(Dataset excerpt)
--- Begin ---
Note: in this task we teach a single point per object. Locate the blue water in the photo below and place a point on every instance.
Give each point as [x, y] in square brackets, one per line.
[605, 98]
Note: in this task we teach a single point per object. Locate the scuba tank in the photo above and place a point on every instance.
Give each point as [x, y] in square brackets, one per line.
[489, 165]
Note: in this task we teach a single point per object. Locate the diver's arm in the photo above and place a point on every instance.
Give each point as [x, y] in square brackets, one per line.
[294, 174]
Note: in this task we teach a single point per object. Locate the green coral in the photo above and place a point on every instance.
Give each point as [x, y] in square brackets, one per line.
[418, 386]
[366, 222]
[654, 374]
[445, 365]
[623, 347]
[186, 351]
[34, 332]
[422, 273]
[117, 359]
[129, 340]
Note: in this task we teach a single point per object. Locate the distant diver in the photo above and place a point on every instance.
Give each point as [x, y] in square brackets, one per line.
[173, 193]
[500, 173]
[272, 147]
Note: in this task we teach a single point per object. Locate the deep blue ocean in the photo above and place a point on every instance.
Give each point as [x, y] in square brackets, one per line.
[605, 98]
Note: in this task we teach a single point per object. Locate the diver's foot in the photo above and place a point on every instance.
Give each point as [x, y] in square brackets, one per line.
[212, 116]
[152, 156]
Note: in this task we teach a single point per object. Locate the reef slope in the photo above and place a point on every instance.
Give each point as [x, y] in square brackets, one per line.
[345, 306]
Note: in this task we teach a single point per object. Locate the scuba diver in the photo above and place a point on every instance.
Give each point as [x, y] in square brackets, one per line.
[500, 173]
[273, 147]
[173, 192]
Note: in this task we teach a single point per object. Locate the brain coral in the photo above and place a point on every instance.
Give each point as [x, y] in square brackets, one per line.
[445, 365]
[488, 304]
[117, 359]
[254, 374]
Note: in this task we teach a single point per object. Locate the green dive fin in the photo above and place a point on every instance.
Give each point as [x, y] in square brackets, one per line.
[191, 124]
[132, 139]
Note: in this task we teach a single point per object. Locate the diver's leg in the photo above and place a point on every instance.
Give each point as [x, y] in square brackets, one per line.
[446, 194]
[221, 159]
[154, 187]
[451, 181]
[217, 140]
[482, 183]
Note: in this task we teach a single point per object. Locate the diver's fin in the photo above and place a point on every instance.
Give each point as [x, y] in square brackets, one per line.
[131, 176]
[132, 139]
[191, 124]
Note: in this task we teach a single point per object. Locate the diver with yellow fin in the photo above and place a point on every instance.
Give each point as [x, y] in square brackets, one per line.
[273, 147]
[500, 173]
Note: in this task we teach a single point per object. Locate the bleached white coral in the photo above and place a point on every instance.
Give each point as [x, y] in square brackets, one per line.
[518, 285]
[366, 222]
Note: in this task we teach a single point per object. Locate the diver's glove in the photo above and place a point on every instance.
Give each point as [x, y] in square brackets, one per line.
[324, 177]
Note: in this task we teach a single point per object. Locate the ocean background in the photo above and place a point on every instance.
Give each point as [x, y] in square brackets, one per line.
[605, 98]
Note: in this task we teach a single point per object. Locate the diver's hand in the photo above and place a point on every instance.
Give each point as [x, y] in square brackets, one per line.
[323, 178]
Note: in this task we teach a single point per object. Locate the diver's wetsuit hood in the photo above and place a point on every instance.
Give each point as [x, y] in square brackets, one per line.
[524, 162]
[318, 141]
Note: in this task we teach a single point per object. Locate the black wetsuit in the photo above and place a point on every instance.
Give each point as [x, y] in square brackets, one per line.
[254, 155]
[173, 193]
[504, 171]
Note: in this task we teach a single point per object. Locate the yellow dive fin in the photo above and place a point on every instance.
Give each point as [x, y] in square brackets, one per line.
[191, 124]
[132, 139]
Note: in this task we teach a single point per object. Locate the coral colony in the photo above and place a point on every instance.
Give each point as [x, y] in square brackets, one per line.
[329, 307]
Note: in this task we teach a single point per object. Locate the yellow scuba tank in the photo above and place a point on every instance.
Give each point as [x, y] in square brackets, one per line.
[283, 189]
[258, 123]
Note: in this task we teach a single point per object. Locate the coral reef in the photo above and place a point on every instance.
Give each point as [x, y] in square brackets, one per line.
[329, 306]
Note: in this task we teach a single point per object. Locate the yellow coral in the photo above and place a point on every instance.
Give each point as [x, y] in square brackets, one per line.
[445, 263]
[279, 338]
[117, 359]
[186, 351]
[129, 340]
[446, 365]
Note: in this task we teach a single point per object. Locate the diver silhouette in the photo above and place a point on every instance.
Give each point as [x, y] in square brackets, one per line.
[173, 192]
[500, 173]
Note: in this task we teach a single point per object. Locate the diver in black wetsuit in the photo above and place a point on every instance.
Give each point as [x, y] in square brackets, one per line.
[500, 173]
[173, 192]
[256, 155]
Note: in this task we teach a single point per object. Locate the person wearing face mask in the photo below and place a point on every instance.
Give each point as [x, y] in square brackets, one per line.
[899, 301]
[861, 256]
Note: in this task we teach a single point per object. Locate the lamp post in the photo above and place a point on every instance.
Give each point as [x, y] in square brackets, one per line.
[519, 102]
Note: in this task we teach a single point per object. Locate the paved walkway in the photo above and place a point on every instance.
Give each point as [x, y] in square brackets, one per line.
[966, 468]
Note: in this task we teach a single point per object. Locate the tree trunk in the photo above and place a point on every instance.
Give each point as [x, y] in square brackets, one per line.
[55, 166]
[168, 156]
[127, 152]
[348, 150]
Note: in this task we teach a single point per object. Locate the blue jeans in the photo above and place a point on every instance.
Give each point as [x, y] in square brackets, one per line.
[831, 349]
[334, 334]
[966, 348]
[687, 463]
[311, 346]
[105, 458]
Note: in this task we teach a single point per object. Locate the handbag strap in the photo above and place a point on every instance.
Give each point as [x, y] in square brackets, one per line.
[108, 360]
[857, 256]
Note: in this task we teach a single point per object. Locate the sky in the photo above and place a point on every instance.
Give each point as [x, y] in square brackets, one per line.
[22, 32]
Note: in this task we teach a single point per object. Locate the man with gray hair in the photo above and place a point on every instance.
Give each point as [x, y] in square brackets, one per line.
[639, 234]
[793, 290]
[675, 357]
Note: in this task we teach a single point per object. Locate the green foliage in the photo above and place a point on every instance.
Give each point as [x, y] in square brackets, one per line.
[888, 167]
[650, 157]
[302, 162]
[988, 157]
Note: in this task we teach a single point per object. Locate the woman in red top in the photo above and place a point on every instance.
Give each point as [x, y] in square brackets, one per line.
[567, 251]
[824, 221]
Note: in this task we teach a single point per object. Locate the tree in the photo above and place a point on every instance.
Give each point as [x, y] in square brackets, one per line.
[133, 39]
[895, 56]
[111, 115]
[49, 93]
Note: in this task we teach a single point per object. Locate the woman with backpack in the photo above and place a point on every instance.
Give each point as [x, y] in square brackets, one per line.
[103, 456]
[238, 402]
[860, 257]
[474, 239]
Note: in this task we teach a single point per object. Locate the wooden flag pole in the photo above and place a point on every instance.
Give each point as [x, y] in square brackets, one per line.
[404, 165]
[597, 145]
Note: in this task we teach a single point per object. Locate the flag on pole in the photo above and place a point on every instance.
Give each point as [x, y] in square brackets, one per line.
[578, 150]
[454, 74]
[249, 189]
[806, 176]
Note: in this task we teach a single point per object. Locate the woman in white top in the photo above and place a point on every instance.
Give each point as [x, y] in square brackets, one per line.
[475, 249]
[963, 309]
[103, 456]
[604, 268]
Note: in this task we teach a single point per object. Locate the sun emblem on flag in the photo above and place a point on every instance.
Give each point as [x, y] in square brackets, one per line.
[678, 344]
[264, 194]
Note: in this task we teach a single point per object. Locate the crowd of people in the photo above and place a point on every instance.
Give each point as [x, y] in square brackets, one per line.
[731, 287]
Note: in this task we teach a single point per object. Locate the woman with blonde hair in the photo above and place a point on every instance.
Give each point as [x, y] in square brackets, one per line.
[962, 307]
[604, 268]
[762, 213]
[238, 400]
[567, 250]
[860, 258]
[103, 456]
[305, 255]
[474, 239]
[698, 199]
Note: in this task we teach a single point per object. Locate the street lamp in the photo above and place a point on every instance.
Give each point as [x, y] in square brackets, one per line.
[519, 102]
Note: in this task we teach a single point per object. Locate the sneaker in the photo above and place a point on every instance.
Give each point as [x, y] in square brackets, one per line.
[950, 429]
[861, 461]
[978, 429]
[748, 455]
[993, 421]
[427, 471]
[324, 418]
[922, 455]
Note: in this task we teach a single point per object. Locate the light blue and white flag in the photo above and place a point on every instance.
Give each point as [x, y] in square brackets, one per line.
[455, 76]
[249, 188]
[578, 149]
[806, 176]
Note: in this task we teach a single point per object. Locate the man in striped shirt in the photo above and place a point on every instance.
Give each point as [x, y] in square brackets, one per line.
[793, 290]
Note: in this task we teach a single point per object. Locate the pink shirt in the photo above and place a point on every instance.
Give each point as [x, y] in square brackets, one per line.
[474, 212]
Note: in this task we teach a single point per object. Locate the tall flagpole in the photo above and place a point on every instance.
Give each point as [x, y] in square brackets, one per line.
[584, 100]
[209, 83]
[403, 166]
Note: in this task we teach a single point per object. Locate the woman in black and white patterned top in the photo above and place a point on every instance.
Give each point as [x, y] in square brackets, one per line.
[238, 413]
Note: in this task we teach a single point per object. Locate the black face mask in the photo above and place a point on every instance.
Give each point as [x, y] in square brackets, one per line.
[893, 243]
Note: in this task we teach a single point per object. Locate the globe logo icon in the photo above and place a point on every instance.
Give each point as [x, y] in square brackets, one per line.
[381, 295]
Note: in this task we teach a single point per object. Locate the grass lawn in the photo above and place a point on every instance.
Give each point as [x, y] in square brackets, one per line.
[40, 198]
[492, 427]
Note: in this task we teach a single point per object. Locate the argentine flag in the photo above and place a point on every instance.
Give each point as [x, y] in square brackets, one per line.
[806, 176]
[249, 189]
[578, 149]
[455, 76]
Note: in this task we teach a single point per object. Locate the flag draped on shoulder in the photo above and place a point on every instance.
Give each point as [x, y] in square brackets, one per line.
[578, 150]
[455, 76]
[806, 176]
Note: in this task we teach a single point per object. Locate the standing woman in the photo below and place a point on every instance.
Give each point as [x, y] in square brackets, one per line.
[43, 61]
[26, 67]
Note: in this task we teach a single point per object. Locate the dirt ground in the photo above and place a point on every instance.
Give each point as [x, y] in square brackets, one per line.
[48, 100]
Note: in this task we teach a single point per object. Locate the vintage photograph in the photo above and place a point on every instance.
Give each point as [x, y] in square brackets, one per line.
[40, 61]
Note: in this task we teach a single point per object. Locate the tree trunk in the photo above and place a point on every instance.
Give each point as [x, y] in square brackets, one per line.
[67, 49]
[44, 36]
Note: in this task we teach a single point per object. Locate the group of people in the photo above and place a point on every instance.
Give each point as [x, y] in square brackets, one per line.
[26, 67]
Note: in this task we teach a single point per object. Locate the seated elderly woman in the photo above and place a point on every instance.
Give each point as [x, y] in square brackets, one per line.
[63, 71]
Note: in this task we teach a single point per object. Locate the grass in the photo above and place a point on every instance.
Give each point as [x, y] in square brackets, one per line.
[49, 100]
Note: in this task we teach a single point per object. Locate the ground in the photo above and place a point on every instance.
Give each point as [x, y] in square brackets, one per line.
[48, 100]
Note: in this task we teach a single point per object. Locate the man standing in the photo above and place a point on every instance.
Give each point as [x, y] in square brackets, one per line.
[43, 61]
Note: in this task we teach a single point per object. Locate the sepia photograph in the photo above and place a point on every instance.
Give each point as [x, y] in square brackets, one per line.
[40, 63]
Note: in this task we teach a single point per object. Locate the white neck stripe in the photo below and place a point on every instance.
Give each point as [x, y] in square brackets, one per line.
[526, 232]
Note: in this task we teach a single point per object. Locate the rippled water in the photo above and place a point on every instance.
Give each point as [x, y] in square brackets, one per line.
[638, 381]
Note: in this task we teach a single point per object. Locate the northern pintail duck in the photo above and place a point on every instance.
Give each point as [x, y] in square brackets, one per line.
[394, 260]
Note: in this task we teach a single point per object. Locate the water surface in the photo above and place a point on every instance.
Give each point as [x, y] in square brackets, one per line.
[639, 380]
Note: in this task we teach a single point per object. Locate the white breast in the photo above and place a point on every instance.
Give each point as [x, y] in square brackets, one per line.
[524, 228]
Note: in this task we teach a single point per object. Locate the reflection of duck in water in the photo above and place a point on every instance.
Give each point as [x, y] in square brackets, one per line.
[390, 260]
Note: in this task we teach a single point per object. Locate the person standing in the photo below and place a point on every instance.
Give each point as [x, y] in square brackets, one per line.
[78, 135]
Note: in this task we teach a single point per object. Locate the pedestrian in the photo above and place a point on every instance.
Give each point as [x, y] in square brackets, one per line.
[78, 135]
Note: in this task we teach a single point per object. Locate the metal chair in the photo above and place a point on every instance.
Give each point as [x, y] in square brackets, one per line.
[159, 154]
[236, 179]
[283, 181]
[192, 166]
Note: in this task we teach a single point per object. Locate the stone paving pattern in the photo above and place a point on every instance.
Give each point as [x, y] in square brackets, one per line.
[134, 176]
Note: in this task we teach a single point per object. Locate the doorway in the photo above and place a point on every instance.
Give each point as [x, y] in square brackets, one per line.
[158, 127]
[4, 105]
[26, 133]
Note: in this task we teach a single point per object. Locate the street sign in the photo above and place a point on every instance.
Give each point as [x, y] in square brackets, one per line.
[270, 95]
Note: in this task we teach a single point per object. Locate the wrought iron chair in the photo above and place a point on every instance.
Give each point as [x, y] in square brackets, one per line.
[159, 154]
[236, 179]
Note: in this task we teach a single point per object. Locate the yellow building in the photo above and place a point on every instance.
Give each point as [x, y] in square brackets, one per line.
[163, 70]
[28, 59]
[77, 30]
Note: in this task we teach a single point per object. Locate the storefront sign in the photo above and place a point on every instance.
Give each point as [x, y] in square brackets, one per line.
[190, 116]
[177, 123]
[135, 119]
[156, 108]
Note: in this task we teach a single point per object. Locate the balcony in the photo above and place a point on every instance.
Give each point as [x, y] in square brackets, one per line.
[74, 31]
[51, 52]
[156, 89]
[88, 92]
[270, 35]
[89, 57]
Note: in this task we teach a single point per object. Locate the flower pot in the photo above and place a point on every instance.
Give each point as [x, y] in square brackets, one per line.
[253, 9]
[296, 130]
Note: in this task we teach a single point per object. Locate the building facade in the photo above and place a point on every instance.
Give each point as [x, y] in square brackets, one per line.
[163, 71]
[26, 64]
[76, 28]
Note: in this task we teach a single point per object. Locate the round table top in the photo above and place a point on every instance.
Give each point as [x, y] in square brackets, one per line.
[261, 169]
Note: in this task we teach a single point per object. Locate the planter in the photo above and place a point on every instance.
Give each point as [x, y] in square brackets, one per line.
--- End ---
Extract every line from the one containing "the street sign" to the end of the entries, including both of those lines, exactly as given and with nothing added.

Note: in this task we teach a single point per object. Locate the street sign in the photo above and place a point on every instance.
Give each point as [x, y] in square brackets, one per line.
[270, 95]
Note: in this task we teach a single point per object. Locate the wrought iron chair in the photo above and place a point on every instance.
Give each point as [x, y] in square brackets, one per line.
[159, 154]
[236, 179]
Note: in this task we teach a single point per object. Locate the yellow building in the photo above and place a point on every instance.
Give each point as [x, y] in square brackets, one per line.
[163, 70]
[28, 59]
[77, 30]
Note: in this task we teach a single point per object. Locate the storefront sign in the photo above and place a point on every instance.
Give each point as [x, y] in square brackets, one per line.
[190, 116]
[177, 123]
[135, 119]
[156, 108]
Note: in this task we teach a single point per object. Locate the balcony in the photo above and place a point on every instance.
Give each point as [x, y] in square brackets, one per line.
[74, 31]
[51, 52]
[156, 89]
[88, 92]
[270, 35]
[89, 57]
Note: in this task we teach a single point per object. Locate the flower pot in the photo above and place a point on every instance.
Give each point as [x, y] in square brackets, one per line.
[253, 9]
[296, 130]
Note: in this task we teach a single point per object. Locate the building facade in the photo above and place a point on every instance.
Give each point as [x, y] in square brackets, one per line.
[163, 71]
[26, 64]
[76, 28]
Note: in this task we teach a single point per object. Locate the round table top in the photo above and place a point on every instance.
Give each point as [x, y] in square brackets, one per line.
[261, 169]
Note: in this task we teach a single point per object. Locate the planter in the photo above and place a point on every instance.
Give each point as [x, y] in square brackets, one per line.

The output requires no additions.